## Source extract
Fire crews had wanted to continue mop-up operations on the Lachman Fire at the time, the source said.
But a battalion chief commanded them to pack it in, the source said.
The firefighters’ concerns had been recorded in written notes and were well-known within the department, the Times reported.
Yet the dispute was not mentioned in the 70-page after-action report for the Palisades Fire.
The report did mention the Lachman Fire but only briefly, and it never directly identified it as the cause of the Palisades Fire — even after federal agencies officially made the connection and arrested a firebug for starting it.
The Department of Justice has now subpoenaed texts and communications from firefighters who battled the Lachman Fire, according to an LAFD internal memo obtained by ABC 7.
LAFD officials previously publicly insisted the Lachman Fire had been completely extinguished at the time.
“That fire was dead out. … If it is determined that this was the cause, it would be a phenomenon,” Chief Deputy Joe Everett said at a Jan. 16 community meeting.
The department’s after-action report said a “perfect storm” of conditions — including dry vegetation, extremely strong winds, and a depleted water supply — made the area ripe for a catastrophic burn.
The report still also admits to several key mistakes that caused a chaotic, disorganized response that ultimately led to Mayor Karen Bass firing LAFD chief Kristin Crowley.
Jonathan Rinderknecht, 29, intentionally lit the Lachman Fire and then called 911 to report it — but only after typing “Are you at fault if a fire is lift [sic] because of your cigarettes” into ChatGPT, prosecutors have said.
Rinderknecht pleaded not guilty to related charges last month.

## What is needed
Rewrite the section of the Lachman Fire article that begins with the words "But a battalion" and ends with "for starting it.", replacing "battalion chief" with "fire captain".

Items listed in a dataset
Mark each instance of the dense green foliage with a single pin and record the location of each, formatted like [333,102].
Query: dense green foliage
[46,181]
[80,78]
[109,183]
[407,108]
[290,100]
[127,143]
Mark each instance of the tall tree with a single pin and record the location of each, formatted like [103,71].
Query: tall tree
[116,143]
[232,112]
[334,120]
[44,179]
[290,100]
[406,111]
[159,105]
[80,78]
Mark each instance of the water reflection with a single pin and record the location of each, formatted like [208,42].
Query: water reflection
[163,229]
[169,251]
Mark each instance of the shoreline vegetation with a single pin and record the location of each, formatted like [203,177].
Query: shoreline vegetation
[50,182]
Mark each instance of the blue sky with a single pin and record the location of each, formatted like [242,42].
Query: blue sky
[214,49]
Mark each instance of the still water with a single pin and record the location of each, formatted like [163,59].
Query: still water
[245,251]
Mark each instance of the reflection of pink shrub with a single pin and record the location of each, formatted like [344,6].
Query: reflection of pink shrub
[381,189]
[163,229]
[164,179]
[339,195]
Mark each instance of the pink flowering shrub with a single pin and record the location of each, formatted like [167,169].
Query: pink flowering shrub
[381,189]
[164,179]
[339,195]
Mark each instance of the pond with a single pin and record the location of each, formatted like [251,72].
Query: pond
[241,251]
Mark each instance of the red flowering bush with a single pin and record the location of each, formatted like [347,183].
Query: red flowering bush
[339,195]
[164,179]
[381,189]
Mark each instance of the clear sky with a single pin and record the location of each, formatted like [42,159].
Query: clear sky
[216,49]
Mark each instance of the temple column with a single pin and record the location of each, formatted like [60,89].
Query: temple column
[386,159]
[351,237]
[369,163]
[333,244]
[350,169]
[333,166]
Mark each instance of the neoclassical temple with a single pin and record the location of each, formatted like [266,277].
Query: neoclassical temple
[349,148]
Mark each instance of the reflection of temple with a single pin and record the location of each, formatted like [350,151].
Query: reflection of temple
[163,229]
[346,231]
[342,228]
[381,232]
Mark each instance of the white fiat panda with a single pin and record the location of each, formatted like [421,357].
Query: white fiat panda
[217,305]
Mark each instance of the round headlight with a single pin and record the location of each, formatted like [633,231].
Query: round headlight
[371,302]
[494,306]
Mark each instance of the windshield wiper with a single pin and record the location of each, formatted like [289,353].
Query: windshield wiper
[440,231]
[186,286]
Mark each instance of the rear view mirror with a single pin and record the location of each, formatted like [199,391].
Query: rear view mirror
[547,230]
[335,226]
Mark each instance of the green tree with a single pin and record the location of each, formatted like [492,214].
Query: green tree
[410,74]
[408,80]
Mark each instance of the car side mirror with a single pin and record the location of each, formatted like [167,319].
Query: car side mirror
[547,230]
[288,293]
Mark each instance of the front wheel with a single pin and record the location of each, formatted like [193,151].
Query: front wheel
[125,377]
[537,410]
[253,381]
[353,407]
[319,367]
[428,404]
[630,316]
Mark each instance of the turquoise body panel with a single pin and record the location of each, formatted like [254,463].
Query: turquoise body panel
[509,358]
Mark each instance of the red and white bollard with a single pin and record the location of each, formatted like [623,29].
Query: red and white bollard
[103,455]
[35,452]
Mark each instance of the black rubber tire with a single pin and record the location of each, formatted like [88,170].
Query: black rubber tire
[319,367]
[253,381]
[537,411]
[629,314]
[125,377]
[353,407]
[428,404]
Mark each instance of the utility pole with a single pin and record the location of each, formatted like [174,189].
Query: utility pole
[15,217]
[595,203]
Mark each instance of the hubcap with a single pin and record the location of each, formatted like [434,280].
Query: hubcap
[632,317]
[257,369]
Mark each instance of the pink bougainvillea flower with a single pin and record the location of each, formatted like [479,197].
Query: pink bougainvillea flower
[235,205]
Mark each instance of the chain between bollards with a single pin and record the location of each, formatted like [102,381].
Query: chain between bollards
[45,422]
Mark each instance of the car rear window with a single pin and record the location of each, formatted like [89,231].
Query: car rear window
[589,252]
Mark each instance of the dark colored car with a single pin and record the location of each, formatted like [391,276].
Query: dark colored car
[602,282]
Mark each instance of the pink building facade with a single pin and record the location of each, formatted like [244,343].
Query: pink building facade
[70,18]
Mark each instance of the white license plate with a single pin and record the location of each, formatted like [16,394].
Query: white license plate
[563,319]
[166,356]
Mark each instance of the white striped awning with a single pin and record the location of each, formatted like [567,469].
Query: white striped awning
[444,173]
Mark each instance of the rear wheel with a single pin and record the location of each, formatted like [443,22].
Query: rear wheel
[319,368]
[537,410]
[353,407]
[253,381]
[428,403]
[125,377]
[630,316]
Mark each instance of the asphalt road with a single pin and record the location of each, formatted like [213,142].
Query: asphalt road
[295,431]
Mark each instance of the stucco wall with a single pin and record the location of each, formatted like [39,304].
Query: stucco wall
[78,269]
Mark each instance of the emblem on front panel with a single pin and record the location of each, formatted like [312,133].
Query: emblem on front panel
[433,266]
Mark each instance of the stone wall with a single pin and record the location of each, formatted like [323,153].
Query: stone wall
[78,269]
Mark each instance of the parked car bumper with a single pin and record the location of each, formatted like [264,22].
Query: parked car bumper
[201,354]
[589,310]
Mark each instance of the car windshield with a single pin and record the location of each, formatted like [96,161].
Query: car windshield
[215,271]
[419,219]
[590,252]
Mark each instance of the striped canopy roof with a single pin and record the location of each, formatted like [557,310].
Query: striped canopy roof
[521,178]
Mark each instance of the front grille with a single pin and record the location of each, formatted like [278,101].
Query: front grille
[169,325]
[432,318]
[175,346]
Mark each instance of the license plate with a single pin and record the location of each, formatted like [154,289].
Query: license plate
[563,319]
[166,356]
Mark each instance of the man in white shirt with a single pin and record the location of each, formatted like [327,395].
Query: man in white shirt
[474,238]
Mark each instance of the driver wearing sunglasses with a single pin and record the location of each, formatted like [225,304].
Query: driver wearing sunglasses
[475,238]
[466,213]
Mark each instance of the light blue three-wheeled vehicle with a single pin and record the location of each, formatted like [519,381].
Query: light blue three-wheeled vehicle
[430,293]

## Solution to the exercise
But a fire captain commanded them to pack it in, the source said.
The firefighters’ concerns had been recorded in written notes and were well-known within the department, the Times reported.
Yet the dispute was not mentioned in the 70-page after-action report for the Palisades Fire.
The report did mention the Lachman Fire but only briefly, and it never directly identified it as the cause of the Palisades Fire — even after federal agencies officially made the connection and arrested a firebug for starting it.